## Aim of the task
Word for word, restate the lines of the listing from the one that holds "Target: snow-covered ground" through the very last line, and nothing more.

## Records provided

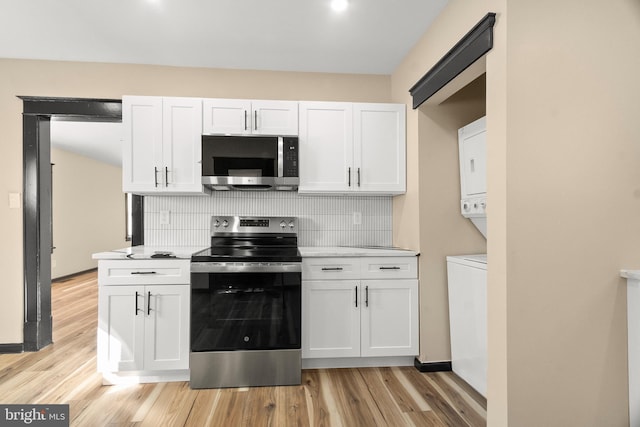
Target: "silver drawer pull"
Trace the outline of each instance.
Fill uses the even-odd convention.
[[[400,267],[380,267],[380,270],[400,270]]]
[[[156,273],[155,271],[132,271],[131,275],[134,275],[134,274],[158,274],[158,273]]]
[[[322,267],[322,271],[342,271],[342,267]]]

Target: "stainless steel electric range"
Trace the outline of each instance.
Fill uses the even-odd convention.
[[[191,388],[300,384],[297,221],[211,218],[191,257]]]

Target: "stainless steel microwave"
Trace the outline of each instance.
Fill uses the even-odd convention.
[[[297,190],[297,136],[202,136],[202,184],[213,190]]]

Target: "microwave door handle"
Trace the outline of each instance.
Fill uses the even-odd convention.
[[[247,110],[244,110],[244,130],[247,129]]]
[[[278,137],[278,176],[284,176],[284,139]]]
[[[253,130],[258,130],[258,110],[253,112]]]

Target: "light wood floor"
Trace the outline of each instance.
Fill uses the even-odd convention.
[[[455,374],[413,367],[305,370],[290,387],[103,386],[97,294],[95,272],[54,284],[54,344],[0,355],[0,403],[69,404],[76,426],[486,425],[486,400]]]

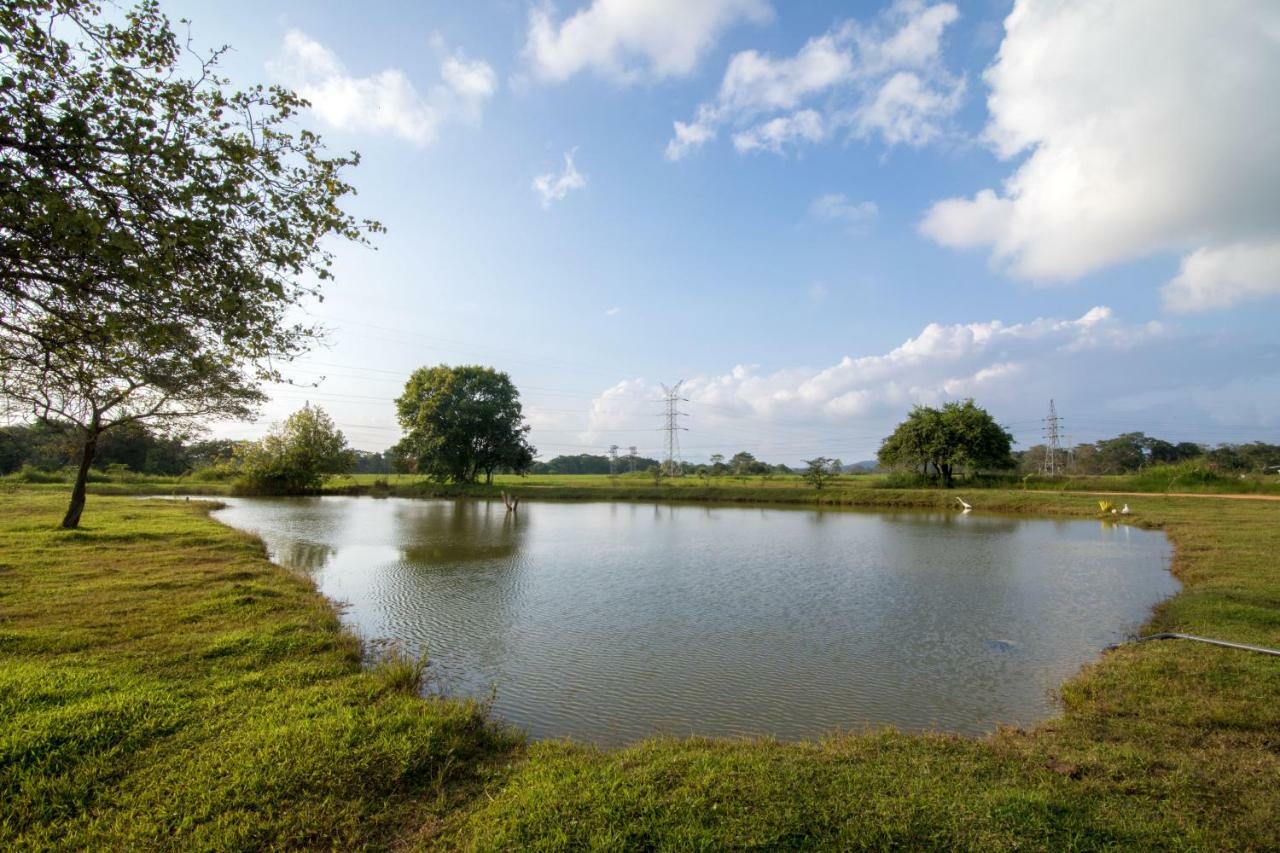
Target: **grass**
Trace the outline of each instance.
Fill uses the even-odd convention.
[[[194,503],[0,497],[0,848],[386,844],[515,739]],[[412,669],[412,667],[411,667]]]
[[[962,494],[979,509],[1097,513],[1082,495]],[[0,495],[6,848],[1280,848],[1275,658],[1126,646],[1063,685],[1059,717],[979,740],[525,745],[478,705],[418,698],[421,662],[362,670],[331,608],[199,504],[101,498],[65,532],[62,497]],[[1184,584],[1149,630],[1280,646],[1280,506],[1130,503],[1133,523],[1173,540]]]

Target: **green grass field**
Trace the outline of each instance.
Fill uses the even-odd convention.
[[[954,494],[836,492],[884,506]],[[1097,513],[1078,495],[961,493]],[[1062,687],[1056,719],[981,740],[525,744],[482,707],[418,698],[411,662],[362,668],[331,607],[203,504],[99,496],[62,531],[64,498],[0,494],[6,849],[1280,848],[1275,658],[1124,647]],[[1184,584],[1151,630],[1280,646],[1280,505],[1131,503],[1133,523],[1171,537]]]
[[[10,474],[0,477],[0,491],[69,492],[71,471],[38,474]],[[1203,473],[1203,472],[1200,472]],[[1192,472],[1194,474],[1194,472]],[[957,492],[1008,491],[1008,480],[980,479],[959,481]],[[768,477],[697,476],[663,479],[655,483],[643,473],[609,477],[605,474],[531,474],[520,477],[498,475],[492,486],[483,484],[440,484],[412,474],[348,474],[331,477],[323,491],[327,493],[373,490],[410,497],[427,496],[496,496],[502,490],[542,499],[580,500],[725,500],[785,501],[803,503],[857,504],[867,489],[893,488],[885,474],[843,474],[834,478],[821,492],[798,475]],[[922,488],[921,491],[933,491]],[[1115,476],[1072,476],[1055,479],[1037,477],[1016,482],[1016,491],[1037,492],[1140,492],[1144,494],[1257,494],[1280,496],[1280,476],[1250,475],[1246,477],[1215,476],[1207,481],[1176,466],[1157,466],[1138,474]],[[89,493],[97,495],[228,495],[234,493],[229,480],[205,480],[199,477],[157,477],[142,474],[108,476],[95,472]]]

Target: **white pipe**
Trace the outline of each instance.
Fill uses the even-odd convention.
[[[1261,652],[1264,655],[1275,655],[1280,657],[1280,649],[1268,649],[1265,646],[1249,646],[1244,643],[1229,643],[1226,640],[1211,640],[1208,637],[1197,637],[1193,634],[1175,634],[1172,631],[1162,631],[1159,634],[1152,634],[1149,637],[1138,637],[1135,643],[1145,643],[1147,640],[1195,640],[1197,643],[1209,643],[1213,646],[1225,646],[1228,649],[1241,649],[1246,652]],[[1116,643],[1108,646],[1109,649],[1119,648],[1122,644]]]

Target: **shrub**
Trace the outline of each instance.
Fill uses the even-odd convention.
[[[299,494],[320,488],[355,464],[347,440],[324,410],[305,406],[261,441],[236,448],[235,489],[249,494]]]
[[[44,471],[28,464],[10,474],[9,479],[18,483],[63,483],[66,482],[66,474],[63,471]]]
[[[382,649],[373,674],[389,692],[421,695],[428,683],[430,666],[426,654],[411,655],[399,643],[393,643]]]

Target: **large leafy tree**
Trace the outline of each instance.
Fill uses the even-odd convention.
[[[491,367],[419,368],[396,412],[405,430],[399,450],[435,480],[470,483],[484,474],[490,483],[496,470],[524,473],[533,464],[520,393]]]
[[[0,396],[74,424],[75,527],[106,430],[246,417],[316,330],[355,154],[296,130],[279,87],[232,91],[155,0],[0,0]]]
[[[912,466],[951,486],[958,468],[1012,468],[1013,436],[973,400],[916,406],[880,445],[885,467]]]

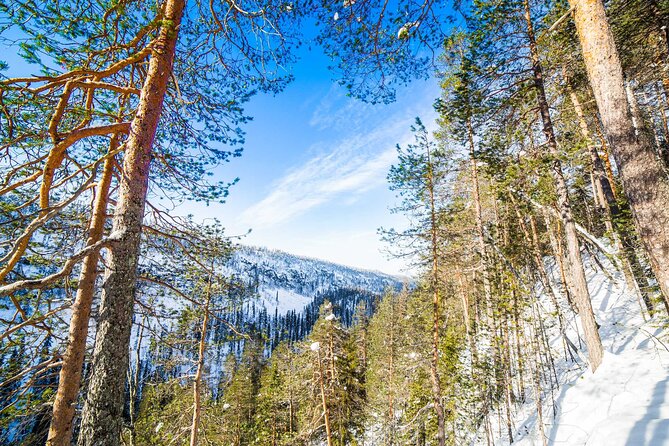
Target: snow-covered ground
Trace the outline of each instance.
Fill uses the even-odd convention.
[[[593,266],[586,272],[604,360],[594,374],[584,365],[556,364],[560,388],[552,398],[544,395],[546,444],[669,445],[669,341],[660,328],[663,321],[644,321],[638,299],[622,277],[607,278]],[[575,322],[567,331],[572,340],[577,337]],[[556,336],[556,350],[560,342]],[[534,402],[518,408],[516,420],[514,445],[544,444]]]
[[[289,311],[300,313],[309,302],[314,300],[313,295],[305,296],[293,290],[278,287],[261,287],[258,289],[258,294],[262,296],[263,305],[269,314],[274,314],[274,310],[280,315]]]
[[[399,289],[403,278],[367,271],[282,251],[243,246],[236,248],[226,272],[245,279],[254,288],[267,313],[301,313],[325,291],[362,289],[382,294]]]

## Response box
Target: snow-covered ground
Trace the outline of each instance.
Fill uses the even-odd convention.
[[[593,266],[586,272],[604,360],[594,374],[584,365],[556,364],[560,388],[552,398],[544,395],[546,444],[669,445],[669,341],[660,328],[663,321],[644,321],[638,299],[622,277],[607,278]],[[575,322],[567,331],[572,340],[577,337]],[[556,336],[556,350],[560,342]],[[534,402],[518,408],[516,420],[514,445],[544,444]]]
[[[289,311],[300,313],[309,302],[314,300],[313,295],[305,296],[293,290],[278,287],[261,287],[258,289],[258,294],[262,296],[263,305],[269,314],[274,314],[274,310],[280,315]]]
[[[399,289],[403,278],[367,271],[282,251],[243,246],[236,248],[226,272],[245,279],[254,288],[267,313],[301,313],[325,291],[362,289],[382,294]]]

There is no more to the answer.